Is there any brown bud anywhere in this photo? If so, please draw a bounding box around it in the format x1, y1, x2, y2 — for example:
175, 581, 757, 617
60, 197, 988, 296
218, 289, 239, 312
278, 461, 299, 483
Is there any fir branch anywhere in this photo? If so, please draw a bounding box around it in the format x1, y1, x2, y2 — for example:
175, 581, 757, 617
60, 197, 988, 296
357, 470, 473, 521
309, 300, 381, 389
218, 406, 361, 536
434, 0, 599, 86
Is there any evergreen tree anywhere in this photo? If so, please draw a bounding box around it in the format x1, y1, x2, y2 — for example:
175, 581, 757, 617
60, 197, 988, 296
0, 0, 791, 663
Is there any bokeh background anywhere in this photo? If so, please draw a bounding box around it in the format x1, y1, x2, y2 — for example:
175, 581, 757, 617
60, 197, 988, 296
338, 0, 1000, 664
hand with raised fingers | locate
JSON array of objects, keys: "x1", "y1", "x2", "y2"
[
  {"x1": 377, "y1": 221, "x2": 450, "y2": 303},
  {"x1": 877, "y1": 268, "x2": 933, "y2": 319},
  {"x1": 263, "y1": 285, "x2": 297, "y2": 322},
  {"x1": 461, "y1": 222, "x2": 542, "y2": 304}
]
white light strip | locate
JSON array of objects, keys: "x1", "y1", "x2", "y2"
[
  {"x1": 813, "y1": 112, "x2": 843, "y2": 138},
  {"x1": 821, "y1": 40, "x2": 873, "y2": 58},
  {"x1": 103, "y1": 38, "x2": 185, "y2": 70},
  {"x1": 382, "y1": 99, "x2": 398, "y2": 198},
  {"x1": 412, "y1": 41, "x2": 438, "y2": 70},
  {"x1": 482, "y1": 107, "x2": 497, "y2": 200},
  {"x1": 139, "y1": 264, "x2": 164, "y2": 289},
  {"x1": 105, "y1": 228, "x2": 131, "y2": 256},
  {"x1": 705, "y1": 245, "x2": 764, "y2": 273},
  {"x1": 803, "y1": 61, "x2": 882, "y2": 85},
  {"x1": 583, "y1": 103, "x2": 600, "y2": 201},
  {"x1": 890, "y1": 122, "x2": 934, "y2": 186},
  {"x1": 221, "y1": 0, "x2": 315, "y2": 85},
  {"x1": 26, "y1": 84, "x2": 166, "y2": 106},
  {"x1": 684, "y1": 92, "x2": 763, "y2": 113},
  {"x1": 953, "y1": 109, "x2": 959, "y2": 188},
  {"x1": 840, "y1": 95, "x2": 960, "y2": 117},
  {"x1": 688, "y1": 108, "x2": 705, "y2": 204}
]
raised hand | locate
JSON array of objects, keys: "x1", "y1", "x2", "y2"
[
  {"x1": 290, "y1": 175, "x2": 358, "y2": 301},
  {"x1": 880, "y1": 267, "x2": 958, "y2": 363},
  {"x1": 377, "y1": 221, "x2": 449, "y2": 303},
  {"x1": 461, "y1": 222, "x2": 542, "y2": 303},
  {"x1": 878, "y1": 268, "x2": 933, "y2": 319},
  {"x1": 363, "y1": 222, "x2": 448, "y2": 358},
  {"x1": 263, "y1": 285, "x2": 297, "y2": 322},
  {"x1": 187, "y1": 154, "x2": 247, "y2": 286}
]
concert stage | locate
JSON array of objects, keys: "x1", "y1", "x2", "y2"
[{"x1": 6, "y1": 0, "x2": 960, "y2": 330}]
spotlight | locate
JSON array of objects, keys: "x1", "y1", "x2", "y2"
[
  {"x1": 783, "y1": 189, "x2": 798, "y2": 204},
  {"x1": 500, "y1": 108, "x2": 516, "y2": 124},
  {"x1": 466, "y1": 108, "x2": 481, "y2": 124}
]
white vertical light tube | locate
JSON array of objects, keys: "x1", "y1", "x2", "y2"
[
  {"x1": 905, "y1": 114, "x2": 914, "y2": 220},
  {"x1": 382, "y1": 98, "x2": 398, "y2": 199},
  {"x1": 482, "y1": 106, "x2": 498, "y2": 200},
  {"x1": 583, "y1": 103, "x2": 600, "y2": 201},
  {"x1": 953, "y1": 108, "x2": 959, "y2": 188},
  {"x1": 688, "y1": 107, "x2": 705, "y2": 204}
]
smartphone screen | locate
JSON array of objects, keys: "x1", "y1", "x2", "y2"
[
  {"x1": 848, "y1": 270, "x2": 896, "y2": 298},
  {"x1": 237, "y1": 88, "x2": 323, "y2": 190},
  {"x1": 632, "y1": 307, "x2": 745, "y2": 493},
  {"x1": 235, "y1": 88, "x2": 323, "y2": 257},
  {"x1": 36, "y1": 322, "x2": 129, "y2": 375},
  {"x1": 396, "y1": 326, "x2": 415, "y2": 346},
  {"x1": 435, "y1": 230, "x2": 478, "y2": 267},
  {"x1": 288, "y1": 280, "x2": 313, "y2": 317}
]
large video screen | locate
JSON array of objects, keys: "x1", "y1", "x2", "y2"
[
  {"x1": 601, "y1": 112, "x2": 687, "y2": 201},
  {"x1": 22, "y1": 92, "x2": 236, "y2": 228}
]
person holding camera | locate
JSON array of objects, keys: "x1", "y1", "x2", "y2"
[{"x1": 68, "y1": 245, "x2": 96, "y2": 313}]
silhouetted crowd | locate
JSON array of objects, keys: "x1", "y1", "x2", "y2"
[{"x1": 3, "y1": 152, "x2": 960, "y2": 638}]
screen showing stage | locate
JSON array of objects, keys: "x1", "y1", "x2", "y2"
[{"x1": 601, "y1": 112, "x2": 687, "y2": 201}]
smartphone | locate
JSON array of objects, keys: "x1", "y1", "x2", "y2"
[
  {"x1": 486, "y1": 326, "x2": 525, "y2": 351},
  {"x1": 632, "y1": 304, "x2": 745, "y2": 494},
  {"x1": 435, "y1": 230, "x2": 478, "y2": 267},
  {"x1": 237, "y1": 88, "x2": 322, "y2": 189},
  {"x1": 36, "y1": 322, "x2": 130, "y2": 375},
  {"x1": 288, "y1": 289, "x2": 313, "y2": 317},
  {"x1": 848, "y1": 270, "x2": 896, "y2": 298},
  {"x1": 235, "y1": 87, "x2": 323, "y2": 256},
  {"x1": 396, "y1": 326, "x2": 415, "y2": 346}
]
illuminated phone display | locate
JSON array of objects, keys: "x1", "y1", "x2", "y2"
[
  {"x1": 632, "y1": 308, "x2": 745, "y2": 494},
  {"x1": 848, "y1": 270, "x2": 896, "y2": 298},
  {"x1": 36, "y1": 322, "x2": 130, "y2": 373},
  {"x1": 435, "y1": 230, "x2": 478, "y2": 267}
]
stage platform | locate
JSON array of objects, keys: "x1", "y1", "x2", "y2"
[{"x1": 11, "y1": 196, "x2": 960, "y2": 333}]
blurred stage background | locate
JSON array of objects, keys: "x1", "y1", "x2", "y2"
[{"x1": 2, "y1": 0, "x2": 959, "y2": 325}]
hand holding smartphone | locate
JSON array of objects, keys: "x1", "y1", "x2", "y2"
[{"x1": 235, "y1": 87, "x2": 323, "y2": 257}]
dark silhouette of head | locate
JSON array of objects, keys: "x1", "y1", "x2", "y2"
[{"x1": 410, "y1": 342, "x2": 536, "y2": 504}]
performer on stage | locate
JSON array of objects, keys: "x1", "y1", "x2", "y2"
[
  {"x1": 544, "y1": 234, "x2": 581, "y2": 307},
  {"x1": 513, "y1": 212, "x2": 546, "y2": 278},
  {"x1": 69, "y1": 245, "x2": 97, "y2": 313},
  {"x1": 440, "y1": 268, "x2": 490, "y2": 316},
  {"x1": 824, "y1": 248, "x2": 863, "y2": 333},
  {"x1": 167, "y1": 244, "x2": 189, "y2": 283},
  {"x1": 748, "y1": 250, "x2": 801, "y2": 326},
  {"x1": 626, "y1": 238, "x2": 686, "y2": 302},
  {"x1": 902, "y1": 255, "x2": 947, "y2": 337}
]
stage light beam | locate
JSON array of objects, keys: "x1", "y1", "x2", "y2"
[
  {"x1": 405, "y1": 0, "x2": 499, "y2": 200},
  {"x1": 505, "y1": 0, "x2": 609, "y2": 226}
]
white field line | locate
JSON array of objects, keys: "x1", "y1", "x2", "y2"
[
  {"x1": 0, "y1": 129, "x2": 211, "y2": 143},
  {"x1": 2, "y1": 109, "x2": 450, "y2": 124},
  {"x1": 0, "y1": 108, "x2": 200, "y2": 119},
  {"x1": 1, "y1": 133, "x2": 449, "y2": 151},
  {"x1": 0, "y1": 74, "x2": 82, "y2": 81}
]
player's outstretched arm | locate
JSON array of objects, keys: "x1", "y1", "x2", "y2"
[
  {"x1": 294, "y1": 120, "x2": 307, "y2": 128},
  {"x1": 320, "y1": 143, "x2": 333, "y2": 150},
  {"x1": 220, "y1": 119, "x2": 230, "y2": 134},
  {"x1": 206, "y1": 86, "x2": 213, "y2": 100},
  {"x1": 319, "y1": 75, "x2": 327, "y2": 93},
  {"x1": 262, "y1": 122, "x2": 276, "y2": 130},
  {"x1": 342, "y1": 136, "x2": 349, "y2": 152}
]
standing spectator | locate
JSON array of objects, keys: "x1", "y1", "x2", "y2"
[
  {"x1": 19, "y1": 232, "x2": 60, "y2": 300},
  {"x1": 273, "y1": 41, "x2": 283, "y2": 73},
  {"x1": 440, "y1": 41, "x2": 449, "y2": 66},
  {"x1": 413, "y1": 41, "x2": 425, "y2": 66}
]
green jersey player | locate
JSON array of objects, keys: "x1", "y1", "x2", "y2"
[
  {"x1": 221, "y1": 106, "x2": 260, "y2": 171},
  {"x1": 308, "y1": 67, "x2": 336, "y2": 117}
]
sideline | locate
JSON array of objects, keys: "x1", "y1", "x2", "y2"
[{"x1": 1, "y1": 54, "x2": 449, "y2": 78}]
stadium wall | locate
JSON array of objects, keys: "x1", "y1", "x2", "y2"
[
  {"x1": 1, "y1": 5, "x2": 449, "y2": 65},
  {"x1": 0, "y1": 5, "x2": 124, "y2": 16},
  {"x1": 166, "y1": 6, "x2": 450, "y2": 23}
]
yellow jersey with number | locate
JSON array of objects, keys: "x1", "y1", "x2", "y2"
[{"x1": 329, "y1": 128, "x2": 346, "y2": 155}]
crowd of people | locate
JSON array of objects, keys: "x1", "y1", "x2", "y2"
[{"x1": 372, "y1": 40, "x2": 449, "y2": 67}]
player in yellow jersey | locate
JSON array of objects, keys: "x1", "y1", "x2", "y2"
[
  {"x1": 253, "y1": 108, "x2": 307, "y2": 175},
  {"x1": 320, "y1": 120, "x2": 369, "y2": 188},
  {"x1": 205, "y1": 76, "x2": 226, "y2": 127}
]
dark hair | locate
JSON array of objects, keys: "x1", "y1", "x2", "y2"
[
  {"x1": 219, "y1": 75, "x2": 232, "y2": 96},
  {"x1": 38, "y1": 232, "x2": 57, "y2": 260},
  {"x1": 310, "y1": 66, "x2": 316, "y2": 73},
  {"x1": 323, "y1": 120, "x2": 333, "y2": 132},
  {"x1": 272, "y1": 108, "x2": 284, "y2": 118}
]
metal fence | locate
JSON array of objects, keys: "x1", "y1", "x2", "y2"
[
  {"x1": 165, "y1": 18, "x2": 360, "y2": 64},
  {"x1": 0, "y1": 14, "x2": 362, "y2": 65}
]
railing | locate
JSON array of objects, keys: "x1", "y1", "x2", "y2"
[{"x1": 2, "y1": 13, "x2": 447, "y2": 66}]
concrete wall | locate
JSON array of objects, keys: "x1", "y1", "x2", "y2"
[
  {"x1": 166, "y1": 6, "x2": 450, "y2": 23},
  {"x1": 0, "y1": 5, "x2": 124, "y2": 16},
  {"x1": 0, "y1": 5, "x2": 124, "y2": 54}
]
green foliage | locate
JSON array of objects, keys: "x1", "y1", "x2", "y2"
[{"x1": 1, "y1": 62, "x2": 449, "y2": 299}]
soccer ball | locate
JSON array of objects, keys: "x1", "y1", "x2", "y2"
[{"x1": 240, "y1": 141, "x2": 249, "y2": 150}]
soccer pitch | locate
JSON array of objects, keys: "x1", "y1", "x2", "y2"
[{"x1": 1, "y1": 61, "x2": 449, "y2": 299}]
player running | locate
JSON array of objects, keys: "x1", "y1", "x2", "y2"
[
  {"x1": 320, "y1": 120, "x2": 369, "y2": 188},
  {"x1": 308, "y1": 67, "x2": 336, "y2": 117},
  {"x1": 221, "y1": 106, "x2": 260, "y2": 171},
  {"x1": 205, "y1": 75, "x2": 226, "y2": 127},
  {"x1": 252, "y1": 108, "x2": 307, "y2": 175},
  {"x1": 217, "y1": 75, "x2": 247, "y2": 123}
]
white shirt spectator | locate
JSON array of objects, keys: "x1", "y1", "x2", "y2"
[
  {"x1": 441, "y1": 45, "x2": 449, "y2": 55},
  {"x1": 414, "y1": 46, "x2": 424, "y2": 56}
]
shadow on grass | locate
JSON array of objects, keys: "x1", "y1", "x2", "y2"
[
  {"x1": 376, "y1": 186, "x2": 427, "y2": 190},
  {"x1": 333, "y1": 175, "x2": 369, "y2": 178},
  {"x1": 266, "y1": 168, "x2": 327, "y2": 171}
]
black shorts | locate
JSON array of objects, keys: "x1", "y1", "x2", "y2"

# The problem
Only the lines from the beginning of the data above through the line containing "raised hand | locate" should be repeated, exactly as they appear.

# Exercise solution
Is there any brown bud anywhere in this photo? If so, please draw a bounding box around it in the format x1, y1, x2, y2 — for example:
175, 581, 757, 617
60, 197, 988, 296
218, 289, 239, 312
278, 461, 299, 483
Is there any fir branch anywhere in this photo? If so, please draw a bounding box around it in the format x1, y1, x2, y2 — for example:
175, 581, 757, 617
60, 197, 988, 296
357, 470, 473, 521
309, 300, 381, 389
218, 406, 361, 536
434, 0, 599, 86
Is there any evergreen tree anywhere in this photo? If so, please draw a bounding box around it in the format x1, y1, x2, y2 — for example:
175, 581, 757, 617
60, 197, 988, 296
0, 0, 791, 663
Is there any bokeh background anywhere in this photo? If so, please draw a bounding box around it in the format x1, y1, x2, y2 — for example:
175, 581, 757, 617
60, 197, 988, 296
338, 0, 1000, 664
hand with raised fingers | locate
JSON array of objects, keys: "x1", "y1", "x2", "y2"
[
  {"x1": 377, "y1": 221, "x2": 450, "y2": 303},
  {"x1": 877, "y1": 268, "x2": 933, "y2": 319},
  {"x1": 263, "y1": 285, "x2": 297, "y2": 322},
  {"x1": 461, "y1": 222, "x2": 542, "y2": 304}
]
white light strip | locate
JSON array of objects, keys: "x1", "y1", "x2", "y2"
[
  {"x1": 813, "y1": 112, "x2": 843, "y2": 138},
  {"x1": 821, "y1": 40, "x2": 873, "y2": 58},
  {"x1": 103, "y1": 38, "x2": 185, "y2": 70},
  {"x1": 382, "y1": 99, "x2": 398, "y2": 198},
  {"x1": 412, "y1": 41, "x2": 438, "y2": 70},
  {"x1": 482, "y1": 107, "x2": 497, "y2": 200},
  {"x1": 139, "y1": 264, "x2": 164, "y2": 289},
  {"x1": 105, "y1": 228, "x2": 131, "y2": 256},
  {"x1": 705, "y1": 245, "x2": 764, "y2": 273},
  {"x1": 803, "y1": 61, "x2": 882, "y2": 85},
  {"x1": 583, "y1": 103, "x2": 600, "y2": 201},
  {"x1": 890, "y1": 122, "x2": 934, "y2": 186},
  {"x1": 221, "y1": 0, "x2": 315, "y2": 85},
  {"x1": 26, "y1": 84, "x2": 166, "y2": 106},
  {"x1": 684, "y1": 92, "x2": 763, "y2": 113},
  {"x1": 953, "y1": 109, "x2": 959, "y2": 188},
  {"x1": 840, "y1": 95, "x2": 960, "y2": 117},
  {"x1": 688, "y1": 108, "x2": 705, "y2": 204}
]
raised hand | locate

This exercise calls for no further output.